*Data supplied*
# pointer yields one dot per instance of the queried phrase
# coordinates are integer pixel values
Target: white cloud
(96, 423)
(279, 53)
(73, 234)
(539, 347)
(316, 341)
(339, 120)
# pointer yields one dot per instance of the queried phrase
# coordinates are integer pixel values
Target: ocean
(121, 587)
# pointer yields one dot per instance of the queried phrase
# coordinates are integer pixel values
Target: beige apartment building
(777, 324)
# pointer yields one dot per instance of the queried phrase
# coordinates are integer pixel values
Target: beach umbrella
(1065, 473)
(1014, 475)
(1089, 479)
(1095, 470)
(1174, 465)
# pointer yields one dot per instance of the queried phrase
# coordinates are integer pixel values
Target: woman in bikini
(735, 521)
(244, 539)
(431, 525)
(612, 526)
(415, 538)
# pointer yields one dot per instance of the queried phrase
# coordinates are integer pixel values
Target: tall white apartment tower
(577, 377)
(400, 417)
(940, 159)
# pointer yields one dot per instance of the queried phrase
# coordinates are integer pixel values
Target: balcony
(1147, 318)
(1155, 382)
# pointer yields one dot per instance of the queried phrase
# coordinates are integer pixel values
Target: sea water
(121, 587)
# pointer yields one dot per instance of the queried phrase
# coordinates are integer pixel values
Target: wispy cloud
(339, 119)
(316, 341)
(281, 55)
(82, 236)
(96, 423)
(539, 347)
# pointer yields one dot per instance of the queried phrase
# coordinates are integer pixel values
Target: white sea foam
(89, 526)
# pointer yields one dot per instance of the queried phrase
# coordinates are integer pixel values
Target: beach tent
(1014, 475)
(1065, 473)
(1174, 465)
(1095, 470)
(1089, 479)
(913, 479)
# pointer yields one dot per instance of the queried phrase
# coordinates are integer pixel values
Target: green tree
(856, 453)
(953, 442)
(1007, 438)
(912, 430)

*Assignment*
Each entry in the data must be copied exactly.

*Expected output*
# pointer yields one dot per instance of the queried phrase
# coordinates are integer pixel values
Target: white cloud
(96, 423)
(279, 53)
(73, 234)
(539, 347)
(316, 341)
(339, 120)
# pointer yields one dot per instance of the queried phrase
# coordinates are integer pixel values
Target: ocean
(121, 587)
# pointer yields one dot per instance of the queried phrase
# coordinates are integer pixel values
Target: beige apartment building
(777, 324)
# pointer yields one dot per instance of the queried phrase
# coordinates are integer pixel values
Target: beach umbrella
(1065, 473)
(1014, 475)
(1089, 479)
(1095, 470)
(1174, 465)
# pointer yields one dot per instance of the queried phrase
# coordinates are integer pixel values
Target: woman in bikini
(735, 521)
(244, 539)
(431, 525)
(612, 526)
(415, 538)
# pointer yields one dot per instance of the queried phrase
# coordinates are integer pixel values
Target: tall white apartment tower
(577, 377)
(400, 417)
(940, 159)
# pointer yields one dot per instance of the queried phrase
# coordinates are integer pixel values
Target: balcony
(1147, 318)
(1155, 382)
# pointer yields one dot per instance of the queried phrase
# coordinates are integer pixel values
Target: sea water
(121, 587)
# pointer yields one dot per instance of the queried phrase
# coordinates are integer pixel values
Target: wispy cloud
(339, 119)
(316, 341)
(281, 55)
(82, 236)
(96, 423)
(539, 347)
# pointer yields one dot per instance of the queried phrase
# coordinates are integer pixel values
Target: white sea foam
(89, 526)
# pointer yields one dot per instance of the queried phrase
# coordinates are integer pixel values
Target: beach tent
(1014, 475)
(1065, 473)
(1174, 465)
(1095, 470)
(1089, 479)
(913, 479)
# pointer yields one dot per instance of the queried phrase
# coordinates are integer pixel values
Target: green tree
(856, 453)
(953, 442)
(1007, 438)
(912, 430)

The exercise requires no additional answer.